# [Supplied records]
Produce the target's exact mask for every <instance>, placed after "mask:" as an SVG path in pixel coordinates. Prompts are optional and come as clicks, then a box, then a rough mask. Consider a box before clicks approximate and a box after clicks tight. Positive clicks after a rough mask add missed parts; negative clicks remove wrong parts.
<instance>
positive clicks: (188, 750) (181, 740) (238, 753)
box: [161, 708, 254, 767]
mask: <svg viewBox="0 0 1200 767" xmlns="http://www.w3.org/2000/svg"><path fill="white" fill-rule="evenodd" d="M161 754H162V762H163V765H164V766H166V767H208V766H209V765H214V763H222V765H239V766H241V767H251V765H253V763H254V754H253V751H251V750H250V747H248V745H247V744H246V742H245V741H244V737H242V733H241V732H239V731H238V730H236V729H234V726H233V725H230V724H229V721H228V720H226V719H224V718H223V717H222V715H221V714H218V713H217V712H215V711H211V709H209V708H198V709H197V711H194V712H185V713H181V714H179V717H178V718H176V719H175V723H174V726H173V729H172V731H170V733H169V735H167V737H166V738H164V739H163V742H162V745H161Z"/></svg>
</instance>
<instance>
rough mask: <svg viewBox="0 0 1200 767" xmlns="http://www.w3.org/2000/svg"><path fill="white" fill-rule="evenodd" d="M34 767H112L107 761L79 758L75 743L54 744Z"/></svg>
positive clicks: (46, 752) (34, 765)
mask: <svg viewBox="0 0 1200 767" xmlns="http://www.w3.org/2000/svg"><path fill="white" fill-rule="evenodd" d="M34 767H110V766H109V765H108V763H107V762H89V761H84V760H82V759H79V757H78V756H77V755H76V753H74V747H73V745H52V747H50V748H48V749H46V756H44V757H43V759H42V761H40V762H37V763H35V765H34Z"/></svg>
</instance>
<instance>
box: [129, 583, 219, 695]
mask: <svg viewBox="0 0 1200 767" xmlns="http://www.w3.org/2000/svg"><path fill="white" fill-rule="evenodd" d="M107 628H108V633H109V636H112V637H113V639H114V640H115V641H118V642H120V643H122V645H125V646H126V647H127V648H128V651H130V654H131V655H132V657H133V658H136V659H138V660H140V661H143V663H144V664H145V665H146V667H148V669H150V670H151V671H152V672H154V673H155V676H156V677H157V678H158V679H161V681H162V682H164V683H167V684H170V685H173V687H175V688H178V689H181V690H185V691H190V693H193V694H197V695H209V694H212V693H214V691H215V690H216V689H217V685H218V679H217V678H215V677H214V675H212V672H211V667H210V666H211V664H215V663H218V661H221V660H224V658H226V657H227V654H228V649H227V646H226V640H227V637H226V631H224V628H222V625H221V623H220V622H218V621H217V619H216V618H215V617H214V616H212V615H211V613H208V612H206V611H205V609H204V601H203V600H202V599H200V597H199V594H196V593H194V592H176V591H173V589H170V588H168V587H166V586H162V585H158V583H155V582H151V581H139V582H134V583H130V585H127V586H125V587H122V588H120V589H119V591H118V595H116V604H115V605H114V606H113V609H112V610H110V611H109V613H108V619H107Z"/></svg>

# [Aim of the exercise]
Retype the records in full. Keep every line identical to the original.

# [Exercise result]
Produce the target's exact mask for every <instance>, placed after "mask:" as an SVG path in pixel coordinates. Prompts are optional and come as clicks, then a box, then a rough mask. Consider a box before clicks approximate and a box after clicks tight. Positive clicks after a rough mask add missed parts; negative clicks remove wrong parts.
<instance>
positive clicks: (188, 750) (181, 740) (238, 753)
box: [161, 708, 254, 767]
mask: <svg viewBox="0 0 1200 767" xmlns="http://www.w3.org/2000/svg"><path fill="white" fill-rule="evenodd" d="M161 754H162V762H163V765H164V766H166V767H208V766H209V765H214V763H222V765H239V766H241V767H251V765H253V763H254V754H253V751H251V750H250V747H248V745H247V744H246V742H245V741H244V737H242V733H241V732H239V731H238V730H236V729H234V726H233V725H230V724H229V721H228V720H226V719H224V718H223V717H222V715H221V714H218V713H217V712H215V711H211V709H209V708H198V709H197V711H194V712H185V713H181V714H179V717H178V718H176V719H175V723H174V726H173V729H172V731H170V733H169V735H167V737H166V738H164V739H163V742H162V745H161Z"/></svg>
</instance>
<instance>
rough mask: <svg viewBox="0 0 1200 767" xmlns="http://www.w3.org/2000/svg"><path fill="white" fill-rule="evenodd" d="M34 767H112L107 761L79 758L75 743L54 744Z"/></svg>
positive clicks: (46, 752) (34, 765)
mask: <svg viewBox="0 0 1200 767" xmlns="http://www.w3.org/2000/svg"><path fill="white" fill-rule="evenodd" d="M34 767H110V766H109V765H108V763H107V762H89V761H84V760H82V759H79V757H78V756H77V755H76V753H74V747H73V745H52V747H50V748H48V749H46V756H44V757H43V759H42V761H40V762H37V763H35V765H34Z"/></svg>
</instance>
<instance>
box: [129, 583, 219, 695]
mask: <svg viewBox="0 0 1200 767" xmlns="http://www.w3.org/2000/svg"><path fill="white" fill-rule="evenodd" d="M107 628H108V633H109V636H112V637H113V639H114V640H115V641H118V642H120V643H122V645H125V646H126V647H127V648H128V651H130V654H131V655H132V657H133V658H136V659H138V660H140V661H143V663H144V664H145V665H146V667H148V669H150V670H151V671H152V672H154V673H155V676H156V677H157V678H158V679H161V681H162V682H164V683H167V684H170V685H173V687H175V688H178V689H181V690H185V691H190V693H193V694H197V695H209V694H212V693H214V691H215V690H216V689H217V685H218V679H217V678H215V677H214V675H212V672H211V667H210V666H211V664H215V663H218V661H221V660H224V658H226V657H227V654H228V649H227V646H226V640H227V637H226V631H224V628H222V625H221V623H220V622H218V621H217V619H216V618H215V617H214V616H212V615H211V613H208V612H206V611H205V609H204V601H203V600H202V599H200V597H199V594H196V593H194V592H176V591H173V589H170V588H168V587H166V586H162V585H158V583H155V582H151V581H139V582H134V583H130V585H127V586H125V587H122V588H120V589H119V591H118V595H116V604H115V605H114V606H113V609H112V610H110V611H109V613H108V619H107Z"/></svg>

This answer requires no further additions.